### [Task statement]
Repeat every record below exactly, omitting any pictures.

◇ ◇ ◇ ◇ ◇ ◇ ◇

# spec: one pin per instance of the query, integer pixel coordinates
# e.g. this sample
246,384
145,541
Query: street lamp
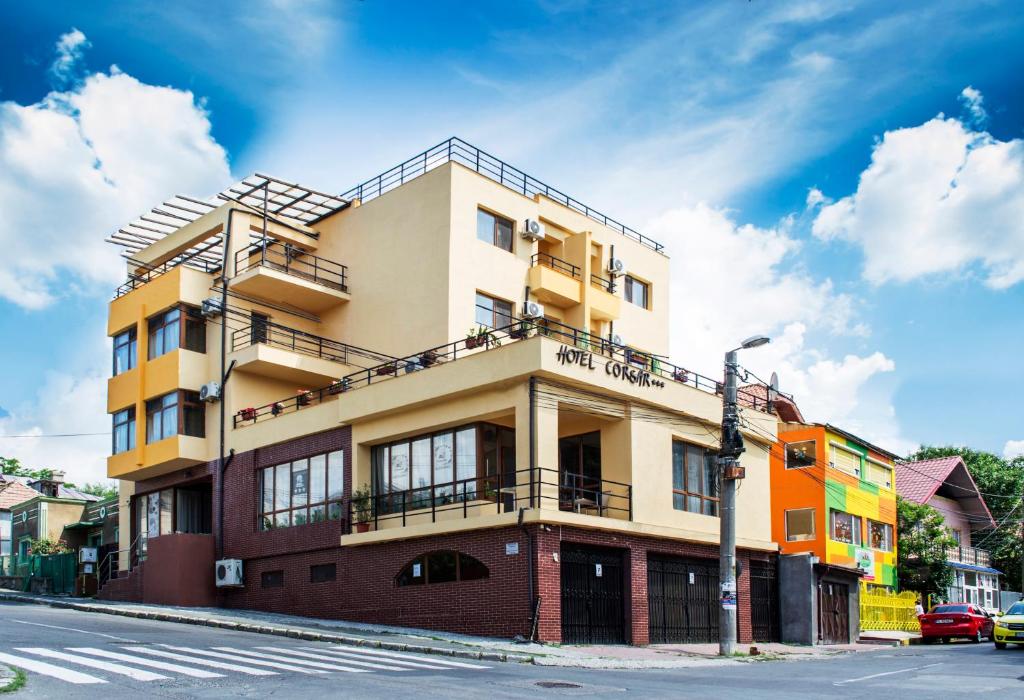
728,463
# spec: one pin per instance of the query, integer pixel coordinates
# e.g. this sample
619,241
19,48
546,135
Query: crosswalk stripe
201,662
233,656
49,669
402,655
390,665
336,666
163,665
133,673
336,653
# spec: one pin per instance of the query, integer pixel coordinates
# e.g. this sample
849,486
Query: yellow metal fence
883,610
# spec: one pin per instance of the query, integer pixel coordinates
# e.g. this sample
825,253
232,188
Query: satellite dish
773,387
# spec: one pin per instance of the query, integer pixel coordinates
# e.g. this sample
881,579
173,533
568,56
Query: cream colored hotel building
449,404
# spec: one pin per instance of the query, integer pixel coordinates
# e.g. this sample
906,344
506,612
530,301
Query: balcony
284,353
554,280
494,494
280,271
969,555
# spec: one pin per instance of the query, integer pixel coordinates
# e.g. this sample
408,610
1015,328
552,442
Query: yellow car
1010,626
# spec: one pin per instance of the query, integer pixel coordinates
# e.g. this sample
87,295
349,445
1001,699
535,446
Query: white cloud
1013,448
70,48
80,163
731,281
939,198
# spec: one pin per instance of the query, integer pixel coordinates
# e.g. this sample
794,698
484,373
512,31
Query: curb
298,633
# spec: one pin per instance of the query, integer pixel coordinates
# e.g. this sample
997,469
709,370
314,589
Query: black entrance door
834,612
592,596
682,599
764,602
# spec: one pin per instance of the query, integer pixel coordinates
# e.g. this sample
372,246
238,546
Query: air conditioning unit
210,392
211,307
227,573
532,310
532,229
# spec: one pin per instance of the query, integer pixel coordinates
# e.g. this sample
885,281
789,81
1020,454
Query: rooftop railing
455,149
496,493
556,264
293,261
486,340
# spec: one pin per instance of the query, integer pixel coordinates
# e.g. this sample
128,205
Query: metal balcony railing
505,492
556,264
486,340
293,261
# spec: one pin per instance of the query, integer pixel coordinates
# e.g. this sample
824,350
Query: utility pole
729,472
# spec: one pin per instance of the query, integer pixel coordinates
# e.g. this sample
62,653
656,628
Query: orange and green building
834,495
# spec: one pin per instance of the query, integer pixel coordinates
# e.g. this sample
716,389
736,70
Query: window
321,573
441,567
879,473
272,579
124,430
493,313
846,527
167,332
800,454
444,467
307,490
124,351
800,525
880,535
845,460
694,479
637,292
494,229
179,412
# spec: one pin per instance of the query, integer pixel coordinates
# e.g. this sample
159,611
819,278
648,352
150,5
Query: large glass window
124,430
441,567
177,327
637,292
800,454
800,525
694,479
494,229
880,535
493,313
125,345
444,467
179,412
845,527
307,490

◇ ◇ ◇ ◇ ◇ ◇ ◇

### [Answer to this problem]
# spec: one pin per instance of the query, integer pixel coordinates
# e.g. this sample
246,384
145,541
Query: street lamp
728,463
# spec: one pin per instance of the query, integer pixel coordinates
# e.g. this sample
619,241
19,48
546,135
Query: crosswalk stripe
201,662
233,656
49,669
402,655
390,665
336,666
163,665
133,673
336,653
# spec: one pin per instance of the query, integer pixel coordinates
# e.g. this sample
849,486
Query: yellow metal fence
883,610
# spec: one pin per instance of the query, integer pixel coordinates
# e.g. this sample
825,253
232,188
Query: satellite dish
773,387
# spec: one pin per instance of the query, integer pixel coordinates
# e.g. this sample
881,579
173,533
568,56
Query: cream colored hotel building
449,404
# spec: one pin per instance of the query, integer pixel coordinates
# e.g. this sample
906,344
506,612
530,301
Query: balcony
284,353
554,280
494,494
280,271
969,555
# spec: one pin per instance of the query, integer pixel coordinates
# e.g. this sample
408,610
1015,328
552,442
Query: yellow car
1010,626
# spec: one pin per instance of the query, integer pixel coordinates
# e.g. this sample
87,295
349,445
1001,699
535,446
Query: white cloud
1013,448
70,48
80,163
731,281
939,198
# spec: one pin per instance of the query, integer pixel coordinates
# e.g. this sample
794,698
484,373
512,31
Query: curb
298,633
# spec: one pin per instance of the query, integer pixel coordinates
# e.g. this sample
997,469
709,370
314,589
Query: black entrance door
834,612
592,596
682,599
764,602
# spec: one pin per instance of the query, integer pixel coordinates
# e.g. this sample
372,246
238,546
Query: air conditioning unit
210,392
211,307
227,573
532,310
532,229
# spec: one pin per instance of the query, integer pixel coordinates
# e.g. this sample
885,281
789,81
1020,454
Query: rooftop railing
455,149
496,493
556,264
293,261
486,340
# spec: one pin per instance of the query, integer pixel coordinates
# e.g. this sample
128,205
Query: metal balcony railing
505,492
556,264
486,340
293,261
# spec: one pin per instance of the query, integer pixel coordinates
# e.g. this sample
824,350
Query: utility pole
729,472
# spec: one pin per instance of the query, integer pixel coordinates
# e.g. this sample
62,653
656,628
Query: orange and green building
834,495
# spec: one pin per instance of the query, integer pixel coordinates
# e.g. this sample
716,389
736,70
Query: window
321,573
441,567
879,473
272,579
124,430
493,313
846,527
167,332
800,454
444,467
307,490
124,351
800,525
880,535
845,460
694,479
637,292
494,229
179,412
# spec: one pin per instance of the query, integer pixel coordinates
# e.g. this sample
159,611
819,278
648,352
150,5
Query: large glass window
124,430
441,567
177,327
637,292
800,454
800,525
694,479
494,229
880,535
493,313
125,345
444,467
179,412
845,527
307,490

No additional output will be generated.